* [Tasks for this exercise]:
a - Duplicate the article about World AIDS Day in the Northern Region from "People living with HIV and" to "to the spread of the disease.".
b - List the three goals named in this year's theme in the article about World AIDS Day in the Northern Region.

##### Document text #####

Remain faithful to your partners to prevent AIDS – Dr Bampoh

People living with HIV and AIDS have been advised to remain faithful to their partners to prevent the spread of the disease.

Dr Patrick Bampoh, Northern Regional HIV/AIDS Coordinator, who gave the advice, said some people after testing and being confirmed positive rather callously move on to engage in promiscuity with the sole aim to infecting others thereby contributing to the spread of the disease.

Dr Bampoh said the issue of HIV/AIDS was no longer a health concern only but also an economic one as it had dire consequences on the country’s resources in terms of appropriations to fight it.

He was speaking at a ceremony marking this year’s Northern Regional Celebration of the World AIDS Day held at the Karaga L/A School in the Karaga District of the Region on Thursday.

It brought together chiefs and people as well as basic and second-cycle students in the District, some of whom were carrying placards with the inscription: “We Are All Vulnerable to HIV/AIDS”, “Respect People Living with HIV/AIDS” whiles others performed drama to mark the day.

World AIDS Day, marked globally on December one, every year, is a day set aside to highlight and create opportunity for people worldwide to unite in the fight against the pandemic..

This year’s celebration is on the theme: “Zero Infection, Zero Discrimination and Zero AIDS Related Deaths.”

Dr Bampoh said even though the Region was the least in terms of the prevalence rate of HIV/AIDS a lot needed to be done to reduce the infection rate.

He said: “The 2010 HIV prevalence rate for the Region was 0.7 per cent and 2.0 per cent nationally and this makes the Region the least in the whole of the country.”

He, therefore, encouraged all to submit to voluntary testing and counseling to know their status to inform their lifestyles.

Mr San Nasamu Asabigi, Deputy Northern Regional Minister, announced that the Ghana AIDS Commission in collaboration with key partners and stakeholders had developed a new National Strategic Plan on HIV/AIDS for 2011 to 2015 with the aim to direct the implementation of the National HIV and AIDS Response over the period.

Mr Asabigi said the first envisaged impact of the plan was to reduce new infections by 50 per cent by the year 2015.

He identified stigma and discrimination towards people living with the disease as the single most important threat to the global effort at winning the battle against the spread of the disease.

He, therefore, underscored the need for partners to work to stem the tide to enable the country win the battle against the disease.

##### Data for review #####

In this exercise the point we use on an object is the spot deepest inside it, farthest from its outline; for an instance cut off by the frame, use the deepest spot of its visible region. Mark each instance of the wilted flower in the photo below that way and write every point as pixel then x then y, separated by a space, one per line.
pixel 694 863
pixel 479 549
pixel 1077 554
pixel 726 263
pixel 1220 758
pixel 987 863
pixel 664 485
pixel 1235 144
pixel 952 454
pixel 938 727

#####

* [Answer set]:
a -
People living with HIV and AIDS have been advised to remain faithful to their partners to prevent the spread of the disease.

Dr Patrick Bampoh, Northern Regional HIV/AIDS Coordinator, who gave the advice, said some people after testing and being confirmed positive rather callously move on to engage in promiscuity with the sole aim to infecting others thereby contributing to the spread of the disease.

b -
Zero Infection
Zero Discrimination
Zero AIDS Related Deaths